[Data for the task — start]

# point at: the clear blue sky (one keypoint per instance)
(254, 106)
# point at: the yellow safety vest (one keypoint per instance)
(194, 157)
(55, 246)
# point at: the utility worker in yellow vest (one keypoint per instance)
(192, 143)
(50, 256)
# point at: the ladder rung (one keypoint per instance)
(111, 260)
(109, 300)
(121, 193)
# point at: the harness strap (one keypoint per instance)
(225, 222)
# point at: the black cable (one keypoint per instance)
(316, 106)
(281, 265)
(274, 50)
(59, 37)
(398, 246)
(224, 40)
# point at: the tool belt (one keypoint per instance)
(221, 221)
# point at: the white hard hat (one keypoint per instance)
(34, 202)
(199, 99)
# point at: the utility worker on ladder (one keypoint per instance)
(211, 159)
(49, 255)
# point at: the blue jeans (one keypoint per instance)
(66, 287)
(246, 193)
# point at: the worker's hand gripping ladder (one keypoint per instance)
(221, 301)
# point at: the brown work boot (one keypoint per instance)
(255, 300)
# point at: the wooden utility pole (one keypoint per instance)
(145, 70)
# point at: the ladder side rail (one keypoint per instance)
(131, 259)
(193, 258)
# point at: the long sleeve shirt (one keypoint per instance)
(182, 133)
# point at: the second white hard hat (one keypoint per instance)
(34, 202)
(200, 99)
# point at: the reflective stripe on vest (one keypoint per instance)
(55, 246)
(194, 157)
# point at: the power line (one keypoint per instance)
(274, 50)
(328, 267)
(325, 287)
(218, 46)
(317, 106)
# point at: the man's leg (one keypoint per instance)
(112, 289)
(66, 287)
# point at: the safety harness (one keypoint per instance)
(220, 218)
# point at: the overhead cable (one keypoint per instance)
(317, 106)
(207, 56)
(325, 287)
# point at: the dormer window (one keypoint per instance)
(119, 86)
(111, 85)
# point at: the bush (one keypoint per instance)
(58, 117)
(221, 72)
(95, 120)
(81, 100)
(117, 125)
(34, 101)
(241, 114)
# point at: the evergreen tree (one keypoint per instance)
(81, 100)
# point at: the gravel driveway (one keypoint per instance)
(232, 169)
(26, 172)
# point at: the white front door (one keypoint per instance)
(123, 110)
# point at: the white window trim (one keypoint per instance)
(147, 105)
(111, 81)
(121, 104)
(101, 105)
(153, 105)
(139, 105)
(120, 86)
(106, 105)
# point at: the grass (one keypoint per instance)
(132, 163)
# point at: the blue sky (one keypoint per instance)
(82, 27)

[Data for the task — finish]

Required work - Repeat the whole of the data above exactly as it appears.

Exercise answer -
# point at: the clear blue sky (one keypoint per instance)
(254, 106)
# point at: the yellow safety vest (one keypoint per instance)
(194, 157)
(55, 246)
# point at: the utility worker in yellow vest (one keypoint per instance)
(192, 143)
(50, 256)
# point at: the ladder rung (one keypoint per instance)
(111, 260)
(109, 300)
(121, 193)
# point at: the harness strap (one keypoint per instance)
(225, 222)
# point at: the black cable (one keypoint per instance)
(316, 106)
(281, 265)
(274, 50)
(59, 37)
(398, 246)
(224, 40)
# point at: the tool belt (one keypoint per instance)
(221, 221)
# point at: the white hard hat (one keypoint per instance)
(34, 202)
(199, 99)
# point at: the utility worker on ladder (one keypoint per instance)
(211, 159)
(49, 255)
# point at: the blue jeans (one keypoint per instance)
(66, 287)
(246, 193)
# point at: the worker's hand gripping ladder (one keypoint per instance)
(221, 301)
# point at: the brown work boot (one keypoint per instance)
(255, 300)
# point at: the wooden utility pole (one keypoint per instance)
(145, 70)
# point at: the ladder side rail (one keypoint per instance)
(131, 259)
(193, 258)
# point at: the long sleeve shirt (one keypoint per instance)
(182, 133)
# point at: the second white hard hat (one keypoint per instance)
(34, 202)
(200, 99)
# point at: the reflective stripe on vest (one keypoint per instance)
(55, 246)
(194, 157)
# point at: the power line (one keypoint per instance)
(274, 50)
(328, 267)
(325, 287)
(218, 46)
(317, 106)
# point at: the man's leg (one keypoint per instance)
(112, 289)
(66, 287)
# point at: the safety harness (one keypoint per instance)
(220, 218)
# point at: the overhead cable (one keypoint per instance)
(317, 106)
(207, 56)
(325, 287)
# point at: the dormer window (one keypoint per instance)
(119, 86)
(111, 85)
# point at: the bush (one keypoint per instance)
(58, 117)
(221, 72)
(95, 120)
(81, 100)
(117, 125)
(34, 101)
(241, 114)
# point at: the evergreen tree (one keypoint per instance)
(81, 100)
# point at: the gravel driveway (one keypoint per instance)
(232, 169)
(26, 172)
# point at: the white front door (one keypoint per instance)
(123, 110)
# point at: the white window trim (one keypoint per instance)
(147, 105)
(111, 81)
(121, 104)
(101, 105)
(153, 105)
(139, 105)
(120, 86)
(106, 105)
# point at: the grass (one keypoint per instance)
(132, 163)
# point at: the blue sky (one keypoint per instance)
(82, 27)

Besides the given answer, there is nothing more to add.